-- WHAT TO WORK ON --
A verbatim transcript of the lines below, starting at the first and ending with the one that holds "task: trace the outline of every instance of the wooden", is what should be produced.
══ ENTRIES SHOWN ══
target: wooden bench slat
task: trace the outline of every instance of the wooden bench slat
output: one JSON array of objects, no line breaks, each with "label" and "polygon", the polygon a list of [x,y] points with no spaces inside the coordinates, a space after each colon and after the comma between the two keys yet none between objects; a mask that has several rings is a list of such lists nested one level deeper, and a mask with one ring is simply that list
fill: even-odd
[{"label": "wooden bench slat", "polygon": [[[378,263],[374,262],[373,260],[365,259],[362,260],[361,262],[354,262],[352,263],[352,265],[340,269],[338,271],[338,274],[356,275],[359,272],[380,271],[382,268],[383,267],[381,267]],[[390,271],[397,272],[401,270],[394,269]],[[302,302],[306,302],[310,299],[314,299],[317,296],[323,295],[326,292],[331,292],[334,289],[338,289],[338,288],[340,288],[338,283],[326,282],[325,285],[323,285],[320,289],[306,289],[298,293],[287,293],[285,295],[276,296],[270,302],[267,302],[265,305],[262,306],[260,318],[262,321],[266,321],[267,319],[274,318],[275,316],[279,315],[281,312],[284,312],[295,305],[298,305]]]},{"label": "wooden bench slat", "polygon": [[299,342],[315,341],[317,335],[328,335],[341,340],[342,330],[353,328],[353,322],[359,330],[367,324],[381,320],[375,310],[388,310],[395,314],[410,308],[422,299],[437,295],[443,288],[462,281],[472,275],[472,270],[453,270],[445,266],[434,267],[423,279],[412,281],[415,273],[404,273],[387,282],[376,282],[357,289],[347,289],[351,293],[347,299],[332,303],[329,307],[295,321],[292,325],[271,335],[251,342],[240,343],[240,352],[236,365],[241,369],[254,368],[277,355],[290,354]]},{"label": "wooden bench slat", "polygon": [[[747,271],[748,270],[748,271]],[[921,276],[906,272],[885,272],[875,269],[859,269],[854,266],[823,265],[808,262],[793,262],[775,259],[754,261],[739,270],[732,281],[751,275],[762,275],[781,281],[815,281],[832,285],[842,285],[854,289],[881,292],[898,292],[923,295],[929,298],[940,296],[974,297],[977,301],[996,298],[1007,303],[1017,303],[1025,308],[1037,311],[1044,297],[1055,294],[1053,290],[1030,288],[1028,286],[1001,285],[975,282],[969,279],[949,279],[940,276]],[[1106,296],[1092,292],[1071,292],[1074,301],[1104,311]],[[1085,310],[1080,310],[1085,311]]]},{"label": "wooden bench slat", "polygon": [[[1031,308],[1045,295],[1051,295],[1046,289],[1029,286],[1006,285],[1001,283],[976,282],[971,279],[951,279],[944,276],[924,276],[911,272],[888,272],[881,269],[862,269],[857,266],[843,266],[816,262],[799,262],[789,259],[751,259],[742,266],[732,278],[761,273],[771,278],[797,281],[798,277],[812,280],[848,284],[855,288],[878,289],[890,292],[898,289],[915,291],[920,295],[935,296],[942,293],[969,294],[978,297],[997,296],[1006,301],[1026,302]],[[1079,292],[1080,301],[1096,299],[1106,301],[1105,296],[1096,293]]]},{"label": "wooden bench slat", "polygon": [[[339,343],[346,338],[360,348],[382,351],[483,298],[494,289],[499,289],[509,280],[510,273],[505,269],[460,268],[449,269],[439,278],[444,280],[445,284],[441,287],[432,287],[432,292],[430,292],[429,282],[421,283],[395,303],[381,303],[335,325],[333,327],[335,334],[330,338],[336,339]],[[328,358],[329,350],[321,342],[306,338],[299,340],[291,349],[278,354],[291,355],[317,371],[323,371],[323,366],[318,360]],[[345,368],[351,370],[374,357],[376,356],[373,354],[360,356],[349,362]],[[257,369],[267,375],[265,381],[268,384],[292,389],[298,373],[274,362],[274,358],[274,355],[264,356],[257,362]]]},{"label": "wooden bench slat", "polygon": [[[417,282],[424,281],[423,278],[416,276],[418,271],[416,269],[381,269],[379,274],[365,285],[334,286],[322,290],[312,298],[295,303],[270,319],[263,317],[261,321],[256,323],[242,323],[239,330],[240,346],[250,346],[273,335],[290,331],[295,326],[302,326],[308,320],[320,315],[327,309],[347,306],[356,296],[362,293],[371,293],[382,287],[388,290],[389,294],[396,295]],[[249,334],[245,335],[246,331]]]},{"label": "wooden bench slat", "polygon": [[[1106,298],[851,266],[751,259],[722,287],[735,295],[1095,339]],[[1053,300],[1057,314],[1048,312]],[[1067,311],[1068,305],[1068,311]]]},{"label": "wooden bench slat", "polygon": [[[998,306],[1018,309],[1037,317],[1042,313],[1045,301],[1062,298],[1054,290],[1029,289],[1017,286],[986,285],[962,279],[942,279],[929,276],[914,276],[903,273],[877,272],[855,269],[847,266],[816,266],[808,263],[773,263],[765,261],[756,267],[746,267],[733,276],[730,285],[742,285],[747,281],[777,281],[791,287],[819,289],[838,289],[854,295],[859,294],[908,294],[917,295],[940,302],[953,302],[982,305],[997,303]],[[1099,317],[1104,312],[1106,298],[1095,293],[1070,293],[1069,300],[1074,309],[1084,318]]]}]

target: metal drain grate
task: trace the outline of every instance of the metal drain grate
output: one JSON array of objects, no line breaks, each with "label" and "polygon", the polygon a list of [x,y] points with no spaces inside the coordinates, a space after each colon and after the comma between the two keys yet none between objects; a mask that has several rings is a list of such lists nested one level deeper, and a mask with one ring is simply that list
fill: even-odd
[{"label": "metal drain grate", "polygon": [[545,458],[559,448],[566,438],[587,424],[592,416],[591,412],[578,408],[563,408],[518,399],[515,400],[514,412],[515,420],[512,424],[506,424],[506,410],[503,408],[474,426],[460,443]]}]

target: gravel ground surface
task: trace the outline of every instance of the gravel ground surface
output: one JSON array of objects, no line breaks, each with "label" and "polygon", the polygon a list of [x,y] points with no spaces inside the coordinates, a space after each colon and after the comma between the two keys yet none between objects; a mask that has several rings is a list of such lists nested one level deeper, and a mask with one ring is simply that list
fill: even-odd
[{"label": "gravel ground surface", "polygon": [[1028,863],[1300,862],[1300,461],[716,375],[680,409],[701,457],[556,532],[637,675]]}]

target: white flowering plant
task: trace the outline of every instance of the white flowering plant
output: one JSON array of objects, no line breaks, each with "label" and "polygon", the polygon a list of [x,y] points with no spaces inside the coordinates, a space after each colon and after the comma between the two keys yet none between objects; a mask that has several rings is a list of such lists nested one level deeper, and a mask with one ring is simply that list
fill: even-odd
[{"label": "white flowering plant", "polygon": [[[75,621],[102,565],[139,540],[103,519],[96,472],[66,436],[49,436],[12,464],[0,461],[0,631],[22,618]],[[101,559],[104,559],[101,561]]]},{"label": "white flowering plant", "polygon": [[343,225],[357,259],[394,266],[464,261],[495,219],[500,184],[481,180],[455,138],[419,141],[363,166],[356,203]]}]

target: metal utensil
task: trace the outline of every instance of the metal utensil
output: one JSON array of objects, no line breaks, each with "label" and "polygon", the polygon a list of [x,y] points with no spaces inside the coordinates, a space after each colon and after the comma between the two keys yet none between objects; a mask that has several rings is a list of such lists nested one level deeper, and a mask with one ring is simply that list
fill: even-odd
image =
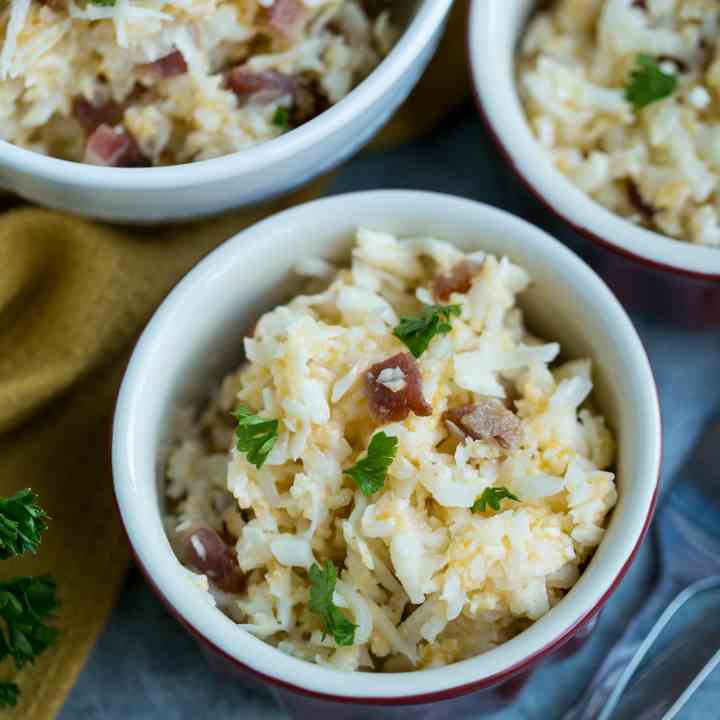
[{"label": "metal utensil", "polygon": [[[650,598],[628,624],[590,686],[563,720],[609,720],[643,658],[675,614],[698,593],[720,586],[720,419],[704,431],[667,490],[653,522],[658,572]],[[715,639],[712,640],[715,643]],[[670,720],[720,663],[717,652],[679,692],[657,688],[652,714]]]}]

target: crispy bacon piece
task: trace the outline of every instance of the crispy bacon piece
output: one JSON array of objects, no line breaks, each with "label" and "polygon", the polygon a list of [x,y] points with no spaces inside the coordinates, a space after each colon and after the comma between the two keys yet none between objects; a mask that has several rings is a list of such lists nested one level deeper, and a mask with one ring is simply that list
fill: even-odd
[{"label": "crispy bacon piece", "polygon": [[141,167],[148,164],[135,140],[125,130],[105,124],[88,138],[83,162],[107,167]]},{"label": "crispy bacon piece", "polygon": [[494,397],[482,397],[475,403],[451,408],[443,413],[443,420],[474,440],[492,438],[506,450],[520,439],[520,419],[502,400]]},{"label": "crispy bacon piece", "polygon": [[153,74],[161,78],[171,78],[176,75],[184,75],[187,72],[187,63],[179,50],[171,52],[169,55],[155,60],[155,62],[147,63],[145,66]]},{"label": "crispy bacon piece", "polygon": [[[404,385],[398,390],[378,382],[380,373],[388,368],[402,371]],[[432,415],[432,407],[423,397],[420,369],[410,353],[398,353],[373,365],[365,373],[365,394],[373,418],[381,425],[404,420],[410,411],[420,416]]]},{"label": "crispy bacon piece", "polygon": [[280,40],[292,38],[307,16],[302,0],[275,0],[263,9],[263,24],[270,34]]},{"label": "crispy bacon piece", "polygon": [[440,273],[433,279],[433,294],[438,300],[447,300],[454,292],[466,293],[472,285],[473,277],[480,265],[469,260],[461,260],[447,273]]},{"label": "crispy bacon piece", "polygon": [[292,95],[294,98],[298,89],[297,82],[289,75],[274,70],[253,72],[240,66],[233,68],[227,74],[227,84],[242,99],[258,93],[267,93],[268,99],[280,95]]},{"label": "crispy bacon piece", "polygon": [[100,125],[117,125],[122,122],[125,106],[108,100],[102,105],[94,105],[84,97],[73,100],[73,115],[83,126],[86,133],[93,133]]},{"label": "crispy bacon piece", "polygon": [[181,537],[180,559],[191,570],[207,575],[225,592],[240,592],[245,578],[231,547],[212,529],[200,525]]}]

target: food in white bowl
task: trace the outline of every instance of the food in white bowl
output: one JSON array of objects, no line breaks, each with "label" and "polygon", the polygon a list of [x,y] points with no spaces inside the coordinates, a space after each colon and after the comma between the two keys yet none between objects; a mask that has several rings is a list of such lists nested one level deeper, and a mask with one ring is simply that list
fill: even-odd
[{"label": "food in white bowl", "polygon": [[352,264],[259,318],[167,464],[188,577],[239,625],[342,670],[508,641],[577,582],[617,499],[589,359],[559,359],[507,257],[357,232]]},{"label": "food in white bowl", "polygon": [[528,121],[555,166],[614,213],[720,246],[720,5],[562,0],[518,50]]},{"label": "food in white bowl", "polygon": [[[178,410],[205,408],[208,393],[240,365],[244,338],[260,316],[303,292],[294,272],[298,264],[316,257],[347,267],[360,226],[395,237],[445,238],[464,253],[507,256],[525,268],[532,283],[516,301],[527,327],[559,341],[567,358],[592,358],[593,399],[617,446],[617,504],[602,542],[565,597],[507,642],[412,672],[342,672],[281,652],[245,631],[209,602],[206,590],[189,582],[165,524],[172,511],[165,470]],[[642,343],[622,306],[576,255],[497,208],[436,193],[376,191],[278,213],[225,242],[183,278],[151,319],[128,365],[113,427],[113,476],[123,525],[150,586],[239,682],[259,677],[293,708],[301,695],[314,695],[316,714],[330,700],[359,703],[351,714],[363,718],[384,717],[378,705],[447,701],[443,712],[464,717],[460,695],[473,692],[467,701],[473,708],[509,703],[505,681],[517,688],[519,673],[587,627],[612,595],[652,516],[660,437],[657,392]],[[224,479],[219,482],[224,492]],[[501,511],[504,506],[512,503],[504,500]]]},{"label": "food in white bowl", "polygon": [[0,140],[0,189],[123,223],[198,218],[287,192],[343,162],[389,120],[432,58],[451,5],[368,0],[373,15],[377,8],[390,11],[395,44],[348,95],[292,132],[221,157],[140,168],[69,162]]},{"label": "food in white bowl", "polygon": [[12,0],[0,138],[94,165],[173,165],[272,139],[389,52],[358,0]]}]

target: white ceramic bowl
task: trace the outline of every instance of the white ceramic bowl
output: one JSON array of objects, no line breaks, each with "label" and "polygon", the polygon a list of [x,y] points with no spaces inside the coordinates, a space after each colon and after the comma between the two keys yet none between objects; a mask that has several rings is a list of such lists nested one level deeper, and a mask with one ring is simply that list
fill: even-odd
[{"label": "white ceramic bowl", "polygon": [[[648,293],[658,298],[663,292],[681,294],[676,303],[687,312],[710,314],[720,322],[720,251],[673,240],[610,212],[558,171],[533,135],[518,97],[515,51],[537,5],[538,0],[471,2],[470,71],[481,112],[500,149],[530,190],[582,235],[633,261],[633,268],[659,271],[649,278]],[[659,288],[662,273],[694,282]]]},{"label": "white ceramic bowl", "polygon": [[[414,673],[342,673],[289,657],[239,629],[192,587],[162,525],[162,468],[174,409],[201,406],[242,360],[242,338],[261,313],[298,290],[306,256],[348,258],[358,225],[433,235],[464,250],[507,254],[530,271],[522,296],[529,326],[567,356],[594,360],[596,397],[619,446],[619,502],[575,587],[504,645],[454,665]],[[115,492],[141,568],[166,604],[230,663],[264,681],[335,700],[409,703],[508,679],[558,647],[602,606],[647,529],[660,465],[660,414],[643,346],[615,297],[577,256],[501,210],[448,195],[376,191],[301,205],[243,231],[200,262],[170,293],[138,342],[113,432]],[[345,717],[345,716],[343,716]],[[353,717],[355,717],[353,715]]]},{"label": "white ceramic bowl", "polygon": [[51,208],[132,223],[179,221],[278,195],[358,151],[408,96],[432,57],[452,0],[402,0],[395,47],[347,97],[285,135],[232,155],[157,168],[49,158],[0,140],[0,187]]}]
═══
-- EXERCISE OUTPUT --
target: wooden bench slat
task: trace the outline of every instance of the wooden bench slat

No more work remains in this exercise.